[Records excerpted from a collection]
========
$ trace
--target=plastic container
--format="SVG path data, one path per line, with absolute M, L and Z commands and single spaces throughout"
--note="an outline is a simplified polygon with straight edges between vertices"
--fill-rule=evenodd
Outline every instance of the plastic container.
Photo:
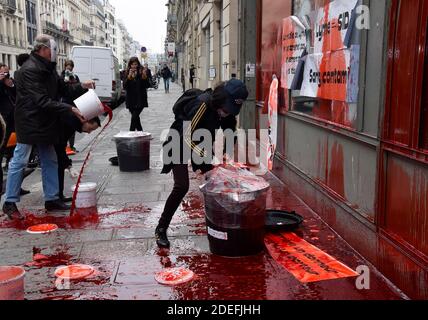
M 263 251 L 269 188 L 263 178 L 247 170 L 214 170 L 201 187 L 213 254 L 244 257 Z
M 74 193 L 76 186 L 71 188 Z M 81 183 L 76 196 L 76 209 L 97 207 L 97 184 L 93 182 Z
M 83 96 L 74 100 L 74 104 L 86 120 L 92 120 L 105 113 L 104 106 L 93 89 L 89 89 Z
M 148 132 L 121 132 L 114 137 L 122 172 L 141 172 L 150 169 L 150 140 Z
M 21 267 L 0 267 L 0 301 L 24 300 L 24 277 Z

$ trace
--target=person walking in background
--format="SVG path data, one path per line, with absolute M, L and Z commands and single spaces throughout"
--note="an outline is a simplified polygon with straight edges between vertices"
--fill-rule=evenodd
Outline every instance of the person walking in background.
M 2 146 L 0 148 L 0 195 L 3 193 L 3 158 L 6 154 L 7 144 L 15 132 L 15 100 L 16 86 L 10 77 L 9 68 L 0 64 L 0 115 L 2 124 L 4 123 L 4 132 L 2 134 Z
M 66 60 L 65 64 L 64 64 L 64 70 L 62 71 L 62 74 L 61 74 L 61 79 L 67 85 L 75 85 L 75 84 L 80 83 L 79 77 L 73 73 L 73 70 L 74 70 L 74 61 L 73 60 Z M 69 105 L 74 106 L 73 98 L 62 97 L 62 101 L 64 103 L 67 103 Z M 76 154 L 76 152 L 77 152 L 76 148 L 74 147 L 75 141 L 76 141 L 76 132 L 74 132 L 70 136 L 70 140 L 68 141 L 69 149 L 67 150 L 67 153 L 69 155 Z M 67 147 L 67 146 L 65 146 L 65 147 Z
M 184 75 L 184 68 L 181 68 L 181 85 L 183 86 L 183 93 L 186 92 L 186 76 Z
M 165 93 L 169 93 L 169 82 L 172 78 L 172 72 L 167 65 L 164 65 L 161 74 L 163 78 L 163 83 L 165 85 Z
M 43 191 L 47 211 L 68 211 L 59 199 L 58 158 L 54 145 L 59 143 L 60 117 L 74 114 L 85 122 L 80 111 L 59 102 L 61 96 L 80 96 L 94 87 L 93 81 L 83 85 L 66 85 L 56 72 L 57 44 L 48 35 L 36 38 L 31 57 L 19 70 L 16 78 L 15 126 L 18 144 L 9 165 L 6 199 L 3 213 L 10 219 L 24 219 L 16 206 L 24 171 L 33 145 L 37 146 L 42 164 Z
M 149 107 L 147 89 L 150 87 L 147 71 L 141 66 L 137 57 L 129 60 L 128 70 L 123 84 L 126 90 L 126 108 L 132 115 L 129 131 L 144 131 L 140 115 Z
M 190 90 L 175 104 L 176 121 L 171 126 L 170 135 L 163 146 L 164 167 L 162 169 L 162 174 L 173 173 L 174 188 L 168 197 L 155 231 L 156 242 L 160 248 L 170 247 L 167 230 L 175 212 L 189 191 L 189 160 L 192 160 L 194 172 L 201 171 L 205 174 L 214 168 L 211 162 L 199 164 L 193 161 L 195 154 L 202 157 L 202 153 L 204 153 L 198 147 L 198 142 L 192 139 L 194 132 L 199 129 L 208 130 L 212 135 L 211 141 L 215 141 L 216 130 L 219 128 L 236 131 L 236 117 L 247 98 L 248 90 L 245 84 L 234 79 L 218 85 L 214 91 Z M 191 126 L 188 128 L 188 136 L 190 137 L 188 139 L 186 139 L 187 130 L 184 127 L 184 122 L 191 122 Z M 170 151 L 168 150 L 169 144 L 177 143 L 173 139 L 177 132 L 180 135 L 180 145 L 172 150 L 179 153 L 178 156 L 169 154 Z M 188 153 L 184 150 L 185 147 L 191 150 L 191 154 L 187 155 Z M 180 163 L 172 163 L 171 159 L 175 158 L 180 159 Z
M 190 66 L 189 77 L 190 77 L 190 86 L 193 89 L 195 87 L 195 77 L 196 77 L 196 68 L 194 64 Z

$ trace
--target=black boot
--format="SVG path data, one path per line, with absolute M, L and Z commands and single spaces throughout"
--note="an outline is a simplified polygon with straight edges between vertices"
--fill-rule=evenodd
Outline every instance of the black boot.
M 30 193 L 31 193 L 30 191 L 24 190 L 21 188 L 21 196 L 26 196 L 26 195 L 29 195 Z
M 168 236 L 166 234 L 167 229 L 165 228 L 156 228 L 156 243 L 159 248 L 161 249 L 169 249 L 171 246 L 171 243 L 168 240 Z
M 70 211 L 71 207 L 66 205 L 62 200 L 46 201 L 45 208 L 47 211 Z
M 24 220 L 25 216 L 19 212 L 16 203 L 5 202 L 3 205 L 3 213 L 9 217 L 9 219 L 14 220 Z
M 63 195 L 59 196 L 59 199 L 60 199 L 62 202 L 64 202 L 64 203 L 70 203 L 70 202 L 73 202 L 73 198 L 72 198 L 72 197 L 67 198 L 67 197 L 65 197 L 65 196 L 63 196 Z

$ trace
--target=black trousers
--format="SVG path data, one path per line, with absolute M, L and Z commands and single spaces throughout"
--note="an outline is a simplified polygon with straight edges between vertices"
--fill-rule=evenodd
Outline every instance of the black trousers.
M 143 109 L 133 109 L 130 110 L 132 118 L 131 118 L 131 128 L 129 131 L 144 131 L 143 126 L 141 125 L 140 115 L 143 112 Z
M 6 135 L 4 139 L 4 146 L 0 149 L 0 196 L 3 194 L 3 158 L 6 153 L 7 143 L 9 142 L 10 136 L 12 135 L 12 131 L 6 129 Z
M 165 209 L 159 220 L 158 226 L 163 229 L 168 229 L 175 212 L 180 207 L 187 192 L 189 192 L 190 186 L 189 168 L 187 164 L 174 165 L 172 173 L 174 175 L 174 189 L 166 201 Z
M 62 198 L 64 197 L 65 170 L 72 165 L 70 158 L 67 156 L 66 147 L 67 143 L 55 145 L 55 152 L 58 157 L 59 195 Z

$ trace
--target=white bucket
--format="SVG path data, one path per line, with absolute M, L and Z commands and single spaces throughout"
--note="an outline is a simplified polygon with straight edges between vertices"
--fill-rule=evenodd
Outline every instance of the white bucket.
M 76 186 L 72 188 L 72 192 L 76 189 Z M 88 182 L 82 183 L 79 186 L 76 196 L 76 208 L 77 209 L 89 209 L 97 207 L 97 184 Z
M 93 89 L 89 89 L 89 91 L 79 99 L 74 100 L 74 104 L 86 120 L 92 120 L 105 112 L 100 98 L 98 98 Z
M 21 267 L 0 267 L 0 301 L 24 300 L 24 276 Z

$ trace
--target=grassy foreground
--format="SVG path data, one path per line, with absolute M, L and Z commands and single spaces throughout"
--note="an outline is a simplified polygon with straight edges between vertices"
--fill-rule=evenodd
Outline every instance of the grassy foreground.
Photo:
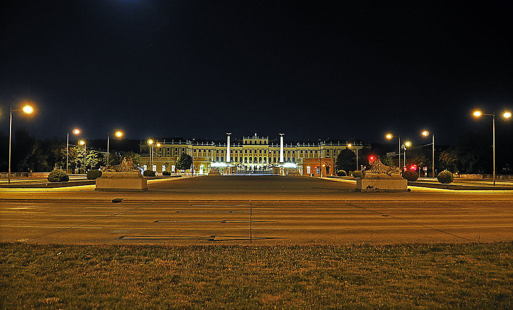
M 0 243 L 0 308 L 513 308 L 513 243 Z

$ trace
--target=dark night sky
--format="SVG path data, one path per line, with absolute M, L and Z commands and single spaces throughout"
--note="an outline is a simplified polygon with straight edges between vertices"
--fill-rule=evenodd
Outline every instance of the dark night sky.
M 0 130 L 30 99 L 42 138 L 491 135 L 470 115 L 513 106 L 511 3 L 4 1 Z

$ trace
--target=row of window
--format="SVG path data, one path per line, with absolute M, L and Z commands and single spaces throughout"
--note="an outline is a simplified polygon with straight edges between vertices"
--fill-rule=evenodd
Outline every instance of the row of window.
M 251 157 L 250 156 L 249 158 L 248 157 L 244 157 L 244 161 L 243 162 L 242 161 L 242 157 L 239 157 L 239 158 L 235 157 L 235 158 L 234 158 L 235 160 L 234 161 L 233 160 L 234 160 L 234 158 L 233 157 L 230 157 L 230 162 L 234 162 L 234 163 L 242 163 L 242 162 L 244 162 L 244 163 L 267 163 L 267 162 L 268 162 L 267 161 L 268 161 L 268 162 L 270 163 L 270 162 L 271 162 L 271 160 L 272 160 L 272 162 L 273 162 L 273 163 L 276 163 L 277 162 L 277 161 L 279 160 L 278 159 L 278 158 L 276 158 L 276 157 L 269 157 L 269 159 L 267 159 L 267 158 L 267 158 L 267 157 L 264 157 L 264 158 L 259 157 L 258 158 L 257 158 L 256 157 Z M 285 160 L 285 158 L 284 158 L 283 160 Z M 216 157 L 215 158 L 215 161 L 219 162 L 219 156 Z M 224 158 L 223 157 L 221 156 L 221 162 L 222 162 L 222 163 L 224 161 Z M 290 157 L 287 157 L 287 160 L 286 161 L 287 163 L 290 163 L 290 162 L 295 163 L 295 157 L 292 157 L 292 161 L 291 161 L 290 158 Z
========
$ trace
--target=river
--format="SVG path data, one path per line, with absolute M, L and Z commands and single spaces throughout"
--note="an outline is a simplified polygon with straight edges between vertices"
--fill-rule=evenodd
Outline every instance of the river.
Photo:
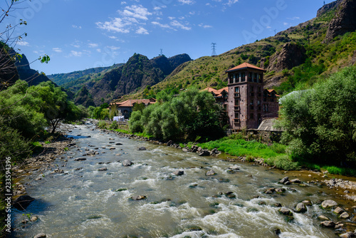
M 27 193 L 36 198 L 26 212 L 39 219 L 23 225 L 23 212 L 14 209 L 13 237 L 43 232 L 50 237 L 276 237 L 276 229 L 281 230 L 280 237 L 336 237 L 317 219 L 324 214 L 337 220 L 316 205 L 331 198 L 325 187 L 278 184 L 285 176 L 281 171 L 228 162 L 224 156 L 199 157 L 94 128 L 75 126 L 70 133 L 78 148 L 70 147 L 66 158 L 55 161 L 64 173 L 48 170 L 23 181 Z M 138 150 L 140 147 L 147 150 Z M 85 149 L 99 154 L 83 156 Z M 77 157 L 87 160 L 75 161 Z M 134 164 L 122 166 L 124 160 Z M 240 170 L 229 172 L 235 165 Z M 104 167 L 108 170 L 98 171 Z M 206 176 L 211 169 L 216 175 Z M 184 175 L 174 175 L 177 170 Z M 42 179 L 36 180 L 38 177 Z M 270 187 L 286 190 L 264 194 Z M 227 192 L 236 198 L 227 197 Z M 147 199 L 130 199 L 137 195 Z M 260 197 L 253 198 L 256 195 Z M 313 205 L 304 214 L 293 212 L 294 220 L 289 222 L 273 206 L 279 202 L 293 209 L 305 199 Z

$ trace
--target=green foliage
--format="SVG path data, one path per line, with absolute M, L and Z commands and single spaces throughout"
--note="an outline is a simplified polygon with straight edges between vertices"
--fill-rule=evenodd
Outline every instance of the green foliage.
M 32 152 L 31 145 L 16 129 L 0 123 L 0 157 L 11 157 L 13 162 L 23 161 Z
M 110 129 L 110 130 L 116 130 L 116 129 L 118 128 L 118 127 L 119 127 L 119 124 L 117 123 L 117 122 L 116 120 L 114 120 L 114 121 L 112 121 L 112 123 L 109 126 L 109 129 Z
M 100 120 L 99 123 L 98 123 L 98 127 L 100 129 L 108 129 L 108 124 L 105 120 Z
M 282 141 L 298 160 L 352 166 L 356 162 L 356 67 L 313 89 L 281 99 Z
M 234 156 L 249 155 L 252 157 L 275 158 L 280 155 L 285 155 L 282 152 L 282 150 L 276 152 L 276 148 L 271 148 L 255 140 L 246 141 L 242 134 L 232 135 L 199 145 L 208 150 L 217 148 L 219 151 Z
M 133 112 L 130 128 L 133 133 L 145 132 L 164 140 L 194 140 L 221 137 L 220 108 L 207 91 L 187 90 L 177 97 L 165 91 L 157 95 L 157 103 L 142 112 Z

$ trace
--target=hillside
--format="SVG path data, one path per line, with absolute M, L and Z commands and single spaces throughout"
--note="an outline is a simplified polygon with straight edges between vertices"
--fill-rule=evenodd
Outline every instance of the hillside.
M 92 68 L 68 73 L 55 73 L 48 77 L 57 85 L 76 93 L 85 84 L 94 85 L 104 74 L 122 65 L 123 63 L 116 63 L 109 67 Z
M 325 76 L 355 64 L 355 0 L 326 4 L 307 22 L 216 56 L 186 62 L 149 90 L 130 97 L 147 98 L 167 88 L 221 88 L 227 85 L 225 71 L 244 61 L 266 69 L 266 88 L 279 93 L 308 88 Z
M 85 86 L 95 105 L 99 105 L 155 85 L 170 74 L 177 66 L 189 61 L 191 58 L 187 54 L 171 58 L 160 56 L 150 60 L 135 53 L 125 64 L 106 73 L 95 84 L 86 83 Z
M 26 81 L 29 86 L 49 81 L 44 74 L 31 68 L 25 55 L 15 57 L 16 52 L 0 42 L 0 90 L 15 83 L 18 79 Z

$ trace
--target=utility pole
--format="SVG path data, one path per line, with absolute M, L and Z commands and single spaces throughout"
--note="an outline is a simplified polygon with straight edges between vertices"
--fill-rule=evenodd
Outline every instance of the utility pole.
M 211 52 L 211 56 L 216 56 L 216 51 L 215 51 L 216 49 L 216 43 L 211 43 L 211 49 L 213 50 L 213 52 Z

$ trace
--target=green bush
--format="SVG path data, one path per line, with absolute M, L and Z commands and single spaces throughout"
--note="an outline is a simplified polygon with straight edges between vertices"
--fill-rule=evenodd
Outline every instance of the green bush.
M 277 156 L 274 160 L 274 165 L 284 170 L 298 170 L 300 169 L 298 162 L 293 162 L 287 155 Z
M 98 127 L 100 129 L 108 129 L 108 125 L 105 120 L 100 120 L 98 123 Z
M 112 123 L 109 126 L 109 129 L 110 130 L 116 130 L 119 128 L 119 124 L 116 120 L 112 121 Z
========
* **DESCRIPTION OF THE TASK**
Count the lines in the material above that contain the string "person". Respond with the number alone.

* **OUTPUT**
2